**EXCERTO DO DOCUMENTO**
Então, o que fazer? Há quem diga que devemos esquecer o mal que nos fazem. Mas… já tentaste esquecer? É verdade - não funciona. Quanto mais tentamos esquecer, mais vivo o assunto fica na nossa mente. E torna-se ainda mais difícil quando são pecados graves ou ofensas que se repetem constantemente.

No entanto, a Bíblia não fala em esquecer, mas em não lembrar. Não é algo passivo, como uma memória que se apaga por si própria, mas uma atitude activa; uma decisão consciente de “não lembrar”, de não ficar a mexer nisso. E quando o pensamento surge? A atitude não é mandá-lo embora mas passa, em parte, por substitui-lo - por louvor, oração para que Deus te ensine a ser um pacificador (que é diferente de ser uma pessoa passiva!), …

Quando pedimos perdão, este deve ser específico. Devemos referir concretamente o que fizemos sem tentar minimizar a nossa culpa nem passar a responsabilidade para outros - isso não é arrependimento. Arrependimento implica mostrar o desejo de restaurar o relacionamento (mesmo quando é muito difícil) e a disposição para mudar de atitude. A Bíblia fala até de restituição, no caso de danos materiais, por exemplo. Esta serve não só para compensar justamente a pessoa lesada mas também para, tanto quanto possível, “apagar os vestígios” do mal feito. À medida que se vão eliminando as imagens do sucedido, torna-se mais fácil o processo de cicatrização, de cura das feridas.

**EXTRATO DE DADOS**
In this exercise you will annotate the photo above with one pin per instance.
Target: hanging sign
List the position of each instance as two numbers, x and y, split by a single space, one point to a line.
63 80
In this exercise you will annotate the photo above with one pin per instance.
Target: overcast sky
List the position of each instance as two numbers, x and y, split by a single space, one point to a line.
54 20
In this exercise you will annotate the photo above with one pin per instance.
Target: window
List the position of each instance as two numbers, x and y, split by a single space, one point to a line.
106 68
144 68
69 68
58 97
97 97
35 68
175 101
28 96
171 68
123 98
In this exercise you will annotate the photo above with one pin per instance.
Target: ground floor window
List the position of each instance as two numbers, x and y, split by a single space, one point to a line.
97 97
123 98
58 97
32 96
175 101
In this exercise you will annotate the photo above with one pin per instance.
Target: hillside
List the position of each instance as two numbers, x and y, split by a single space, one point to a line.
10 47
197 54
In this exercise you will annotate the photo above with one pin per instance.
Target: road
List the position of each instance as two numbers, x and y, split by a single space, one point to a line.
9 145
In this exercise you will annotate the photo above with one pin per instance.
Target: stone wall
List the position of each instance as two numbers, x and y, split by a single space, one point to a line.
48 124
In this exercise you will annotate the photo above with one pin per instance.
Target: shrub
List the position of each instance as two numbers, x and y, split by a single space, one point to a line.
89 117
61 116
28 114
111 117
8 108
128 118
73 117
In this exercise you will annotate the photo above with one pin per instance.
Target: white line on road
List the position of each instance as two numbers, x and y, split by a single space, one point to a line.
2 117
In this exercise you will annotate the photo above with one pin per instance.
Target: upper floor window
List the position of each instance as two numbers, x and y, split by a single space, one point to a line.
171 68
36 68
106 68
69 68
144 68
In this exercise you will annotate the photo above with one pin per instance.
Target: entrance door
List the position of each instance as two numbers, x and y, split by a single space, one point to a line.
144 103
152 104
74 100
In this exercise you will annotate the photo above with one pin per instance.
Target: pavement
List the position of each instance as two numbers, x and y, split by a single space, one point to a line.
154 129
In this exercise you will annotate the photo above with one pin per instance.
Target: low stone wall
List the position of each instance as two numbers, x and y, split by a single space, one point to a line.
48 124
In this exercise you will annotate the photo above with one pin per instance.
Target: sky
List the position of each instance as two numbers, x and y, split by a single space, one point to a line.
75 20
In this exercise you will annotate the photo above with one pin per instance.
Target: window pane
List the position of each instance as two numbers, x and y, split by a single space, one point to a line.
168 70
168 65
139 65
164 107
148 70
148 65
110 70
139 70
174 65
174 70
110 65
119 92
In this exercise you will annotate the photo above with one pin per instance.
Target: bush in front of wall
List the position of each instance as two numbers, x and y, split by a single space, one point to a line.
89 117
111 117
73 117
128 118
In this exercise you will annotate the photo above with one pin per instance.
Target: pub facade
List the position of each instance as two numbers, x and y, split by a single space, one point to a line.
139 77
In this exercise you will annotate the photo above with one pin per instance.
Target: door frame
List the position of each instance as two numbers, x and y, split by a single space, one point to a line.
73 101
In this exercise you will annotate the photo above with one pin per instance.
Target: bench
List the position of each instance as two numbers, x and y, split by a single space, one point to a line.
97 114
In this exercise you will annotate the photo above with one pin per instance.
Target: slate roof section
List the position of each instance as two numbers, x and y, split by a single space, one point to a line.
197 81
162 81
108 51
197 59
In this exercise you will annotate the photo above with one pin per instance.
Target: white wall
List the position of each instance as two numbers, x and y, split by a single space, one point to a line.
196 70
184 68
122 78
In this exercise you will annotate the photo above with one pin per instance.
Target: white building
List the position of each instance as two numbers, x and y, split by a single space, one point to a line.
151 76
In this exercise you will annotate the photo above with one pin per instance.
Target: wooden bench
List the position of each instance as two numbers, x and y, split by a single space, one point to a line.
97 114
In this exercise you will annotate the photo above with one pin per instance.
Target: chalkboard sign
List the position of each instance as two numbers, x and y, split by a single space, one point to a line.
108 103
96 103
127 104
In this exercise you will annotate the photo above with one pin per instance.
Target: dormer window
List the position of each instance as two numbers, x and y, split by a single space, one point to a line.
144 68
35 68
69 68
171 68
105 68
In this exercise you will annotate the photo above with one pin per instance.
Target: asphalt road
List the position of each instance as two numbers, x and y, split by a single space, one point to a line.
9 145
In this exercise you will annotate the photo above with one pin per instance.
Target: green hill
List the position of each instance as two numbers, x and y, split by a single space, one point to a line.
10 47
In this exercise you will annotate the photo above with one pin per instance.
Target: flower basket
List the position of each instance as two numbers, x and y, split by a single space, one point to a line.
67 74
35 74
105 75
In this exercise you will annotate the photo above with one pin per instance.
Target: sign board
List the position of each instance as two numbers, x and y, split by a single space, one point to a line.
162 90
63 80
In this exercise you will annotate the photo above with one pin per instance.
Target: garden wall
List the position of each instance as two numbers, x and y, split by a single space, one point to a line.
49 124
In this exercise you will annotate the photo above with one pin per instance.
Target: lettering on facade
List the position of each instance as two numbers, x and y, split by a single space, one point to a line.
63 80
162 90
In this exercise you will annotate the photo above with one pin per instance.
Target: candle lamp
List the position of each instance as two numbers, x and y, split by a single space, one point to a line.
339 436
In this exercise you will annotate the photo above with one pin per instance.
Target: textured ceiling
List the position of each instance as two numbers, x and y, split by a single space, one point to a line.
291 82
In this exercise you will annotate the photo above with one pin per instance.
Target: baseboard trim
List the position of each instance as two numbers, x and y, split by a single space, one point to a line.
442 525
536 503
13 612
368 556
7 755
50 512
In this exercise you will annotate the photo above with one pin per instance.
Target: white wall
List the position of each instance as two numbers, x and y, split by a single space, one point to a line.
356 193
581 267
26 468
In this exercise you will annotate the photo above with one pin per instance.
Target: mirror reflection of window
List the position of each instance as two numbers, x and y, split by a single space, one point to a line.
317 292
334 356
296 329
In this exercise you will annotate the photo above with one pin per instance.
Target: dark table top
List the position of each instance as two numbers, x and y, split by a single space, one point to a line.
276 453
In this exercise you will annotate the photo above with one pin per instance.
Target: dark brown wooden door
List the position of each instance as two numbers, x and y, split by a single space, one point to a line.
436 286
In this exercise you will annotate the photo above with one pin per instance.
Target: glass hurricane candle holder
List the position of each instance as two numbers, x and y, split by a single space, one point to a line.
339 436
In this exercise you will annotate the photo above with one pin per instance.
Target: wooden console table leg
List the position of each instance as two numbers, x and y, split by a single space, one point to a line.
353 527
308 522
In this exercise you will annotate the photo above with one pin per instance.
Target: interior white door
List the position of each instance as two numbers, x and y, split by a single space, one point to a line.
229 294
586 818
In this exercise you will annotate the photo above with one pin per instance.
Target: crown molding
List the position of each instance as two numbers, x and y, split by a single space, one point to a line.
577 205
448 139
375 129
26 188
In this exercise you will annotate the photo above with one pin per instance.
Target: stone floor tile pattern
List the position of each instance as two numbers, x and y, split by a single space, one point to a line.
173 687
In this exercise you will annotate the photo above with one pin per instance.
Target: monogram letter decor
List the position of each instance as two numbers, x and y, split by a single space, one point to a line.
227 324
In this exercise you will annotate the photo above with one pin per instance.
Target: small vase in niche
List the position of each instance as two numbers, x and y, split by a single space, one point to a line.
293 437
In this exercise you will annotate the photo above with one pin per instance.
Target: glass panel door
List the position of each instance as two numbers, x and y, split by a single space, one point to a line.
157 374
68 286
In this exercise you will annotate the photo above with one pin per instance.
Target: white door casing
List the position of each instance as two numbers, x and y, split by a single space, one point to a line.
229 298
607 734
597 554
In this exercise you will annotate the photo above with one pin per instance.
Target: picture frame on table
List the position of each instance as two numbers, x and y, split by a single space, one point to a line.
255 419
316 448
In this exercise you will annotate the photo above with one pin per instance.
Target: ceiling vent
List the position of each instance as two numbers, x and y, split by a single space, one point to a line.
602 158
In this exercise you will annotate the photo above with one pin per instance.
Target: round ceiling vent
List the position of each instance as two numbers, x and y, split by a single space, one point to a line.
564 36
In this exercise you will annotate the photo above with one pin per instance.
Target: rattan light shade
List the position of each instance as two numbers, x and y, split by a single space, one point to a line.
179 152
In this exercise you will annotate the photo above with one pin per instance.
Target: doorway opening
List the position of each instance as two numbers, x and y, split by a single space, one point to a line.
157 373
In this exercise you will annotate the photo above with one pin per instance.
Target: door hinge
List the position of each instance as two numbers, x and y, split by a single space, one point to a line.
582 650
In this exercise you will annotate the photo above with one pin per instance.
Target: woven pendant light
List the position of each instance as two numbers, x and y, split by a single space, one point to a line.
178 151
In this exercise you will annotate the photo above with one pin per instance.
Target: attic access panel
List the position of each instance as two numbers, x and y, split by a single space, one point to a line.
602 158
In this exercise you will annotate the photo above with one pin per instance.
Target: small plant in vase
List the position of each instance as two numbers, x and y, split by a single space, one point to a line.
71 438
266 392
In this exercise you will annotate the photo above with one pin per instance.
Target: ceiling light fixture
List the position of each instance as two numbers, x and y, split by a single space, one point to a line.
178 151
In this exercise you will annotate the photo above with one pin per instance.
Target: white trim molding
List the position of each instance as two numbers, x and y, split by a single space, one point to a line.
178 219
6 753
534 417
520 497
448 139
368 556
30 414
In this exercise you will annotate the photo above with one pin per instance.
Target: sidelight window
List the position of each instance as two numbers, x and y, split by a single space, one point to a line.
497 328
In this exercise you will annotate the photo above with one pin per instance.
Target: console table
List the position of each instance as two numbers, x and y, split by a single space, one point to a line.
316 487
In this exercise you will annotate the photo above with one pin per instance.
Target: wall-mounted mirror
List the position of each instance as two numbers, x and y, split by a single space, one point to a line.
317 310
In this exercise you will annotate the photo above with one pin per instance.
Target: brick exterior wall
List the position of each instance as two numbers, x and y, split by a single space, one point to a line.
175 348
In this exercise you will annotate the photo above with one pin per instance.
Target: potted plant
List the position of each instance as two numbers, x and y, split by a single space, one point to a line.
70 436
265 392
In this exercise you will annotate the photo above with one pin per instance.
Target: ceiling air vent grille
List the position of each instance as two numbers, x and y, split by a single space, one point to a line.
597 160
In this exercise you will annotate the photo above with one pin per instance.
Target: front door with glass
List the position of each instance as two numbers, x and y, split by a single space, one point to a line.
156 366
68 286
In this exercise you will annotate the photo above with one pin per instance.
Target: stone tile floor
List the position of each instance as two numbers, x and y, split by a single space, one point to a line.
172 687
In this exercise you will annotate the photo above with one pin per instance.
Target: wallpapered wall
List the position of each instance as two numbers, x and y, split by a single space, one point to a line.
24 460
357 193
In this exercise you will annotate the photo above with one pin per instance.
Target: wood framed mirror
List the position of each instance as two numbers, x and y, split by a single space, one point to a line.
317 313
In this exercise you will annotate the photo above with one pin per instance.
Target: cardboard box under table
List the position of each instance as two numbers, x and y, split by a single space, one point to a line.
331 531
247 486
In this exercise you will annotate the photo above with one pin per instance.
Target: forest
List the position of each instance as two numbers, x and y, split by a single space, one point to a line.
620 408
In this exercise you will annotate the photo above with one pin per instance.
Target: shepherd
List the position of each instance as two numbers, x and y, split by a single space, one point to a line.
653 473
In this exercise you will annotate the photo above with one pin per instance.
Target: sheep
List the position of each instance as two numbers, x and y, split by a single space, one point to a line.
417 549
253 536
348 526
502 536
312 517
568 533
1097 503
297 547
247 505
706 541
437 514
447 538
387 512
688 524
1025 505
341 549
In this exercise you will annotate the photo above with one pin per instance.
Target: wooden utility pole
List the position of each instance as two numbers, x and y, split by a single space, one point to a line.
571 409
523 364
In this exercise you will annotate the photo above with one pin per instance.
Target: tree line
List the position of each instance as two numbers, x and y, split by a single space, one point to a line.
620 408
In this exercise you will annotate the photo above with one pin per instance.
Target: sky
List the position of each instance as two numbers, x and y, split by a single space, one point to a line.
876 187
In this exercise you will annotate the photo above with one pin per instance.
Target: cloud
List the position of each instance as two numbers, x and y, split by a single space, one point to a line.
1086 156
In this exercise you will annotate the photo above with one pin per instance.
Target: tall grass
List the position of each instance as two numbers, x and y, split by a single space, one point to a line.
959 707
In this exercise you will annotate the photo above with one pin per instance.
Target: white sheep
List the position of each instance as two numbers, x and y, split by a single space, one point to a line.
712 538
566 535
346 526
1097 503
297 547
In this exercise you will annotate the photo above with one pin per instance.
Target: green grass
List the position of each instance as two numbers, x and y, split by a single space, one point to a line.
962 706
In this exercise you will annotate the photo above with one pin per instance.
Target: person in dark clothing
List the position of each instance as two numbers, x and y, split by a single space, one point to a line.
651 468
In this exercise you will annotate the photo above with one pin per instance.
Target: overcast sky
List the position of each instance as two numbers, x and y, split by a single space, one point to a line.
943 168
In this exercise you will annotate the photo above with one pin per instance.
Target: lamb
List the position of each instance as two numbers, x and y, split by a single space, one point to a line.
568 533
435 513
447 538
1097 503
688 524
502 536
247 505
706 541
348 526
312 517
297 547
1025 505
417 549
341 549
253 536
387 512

**EXERCÍCIOS PROPOSTOS**
1. Reúne todas as linhas da listagem em que aparece a palavra "dark".
2. Prossegue o texto sobre o perdão a partir da última frase apresentada.

**RESPOSTAS AOS EXERCÍCIOS**
1.
Target: dark table top
Target: dark brown wooden door
Target: person in dark clothing

2.
Quando alguém nos pede perdão, esse deve ser concedido, seja qual for a ofensa ou a dor causada. E lembra-te, o perdão inclui o compromisso de não voltar a mexer nesse assunto ou a atirar à cara quando a ofensa se repetir. Não é fácil, mas precisamos de ver que o perdão não é um sentimento ou uma emoção. É uma decisão de obedecer a Deus pela fé. É um processo activo que inclui fazer o bem àquele que nos ofendeu (Romanos 12.21). E é à medida que vamos fazendo o bem, que Deus vai mudando também os nossos sentimentos.

Podemos, no entanto, pensar que a ofensa que sofremos não é tão importante que seja necessário pensar em termos de confissão e perdão. Neste caso devemos perdoar perante Deus, em oração e entregarmos o assunto nas Suas mãos. Mas como é que podemos saber quando um assunto deve ou não ser falado directamente com o ofensor? Uma situação precisa de ser resolvida sempre que esse assunto esteja a desonrar o nome de Deus, a prejudicar seriamente o teu relacionamento com o ofensor ou a prejudicar alguém (incluindo o próprio ofensor). Nestas situações é preciso lidar com esse assunto, se necessário com a ajuda de alguém (um irmão com maturidade espiritual e conhecimento da Bíblia).

Perdão é um processo, não é algo que se faz de uma vez. E penso que nesse processo há três elementos muito importantes que precisam de ir sendo afinados em conjunto: arrependimento, confissão e perdão.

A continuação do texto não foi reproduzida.